▶ Excerpt provided
•••••

HOUSTON, Texas (KTRK) -- A big group of parents and community leaders showed up Thursday night to voice their concern at a meeting of the HISD board of trustees.
Their message was clear: they didn't want any type of separation for their children.
A series of tense moments came before the board finally voted on whether to consider turning over some failing schools to a private group under Texas Senate Bill 1882, which essentially means the district would partner with an open-enrollment charter school or eligible entity to operate a district campus.
Up to 15 schools are said to be possibly on the list, but at least four would be put "on the market," as some parents called it.
The campuses parents were most concerned about include Kashmere High School, Wheatley High School, Henry Middle School, and Highland Heights Elementary.
The proposal failed in a 5-4 vote, leaving the parents cheering outside the board meeting. Still, they say the fight is not over.
"I am so incredibly grateful because we almost lost four schools tonight," parent Candance Webber said. "And I guarantee you they will try something else."

•••••

▶ Recorded information
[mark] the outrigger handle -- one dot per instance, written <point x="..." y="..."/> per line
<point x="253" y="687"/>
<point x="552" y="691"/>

•••••

▶ Task requirements
1. In the news report about the HISD board meeting, rewrite the passage between "Up to 15 schools" and "is not over.", inclusive, replacing "proposal" with "plan".
2. Summarize the news report about the HISD board meeting in two sentences.
3. Continue the news report about the HISD board meeting from its last sentence.
The material after the news report about the HISD board meeting is separate from it.

▶ Responses to the tasks
1.
Up to 15 schools are said to be possibly on the list, but at least four would be put "on the market," as some parents called it.
The campuses parents were most concerned about include Kashmere High School, Wheatley High School, Henry Middle School, and Highland Heights Elementary.
The plan failed in a 5-4 vote, leaving the parents cheering outside the board meeting. Still, they say the fight is not over.

2. Parents and community leaders crowded a Thursday night HISD board of trustees meeting to oppose a possible move under Texas Senate Bill 1882 to let a charter school or other eligible entity run some failing campuses, including Kashmere High School, Wheatley High School, Henry Middle School, and Highland Heights Elementary. The proposal failed 5-4, and parents cheered but said the fight is not over.

3.
"We stand together as a community to send a clear message that we want HISD to do what is right by the kids and not bring charter schools and not bring private interest into public education" said Cesar Espinosa, with community organization FIEL.
The group said they will be ready to come back and fight for the kids if the board decides on this type of option again.
The parents said this is separation and segregation of black and brown children.
"We will not stop until every single child in Houston has the exact same opportunity for success," Webber said.
Some school board members said Thursday that voting yes on the measure only meant they wanted to see what options were out there for these failing schools.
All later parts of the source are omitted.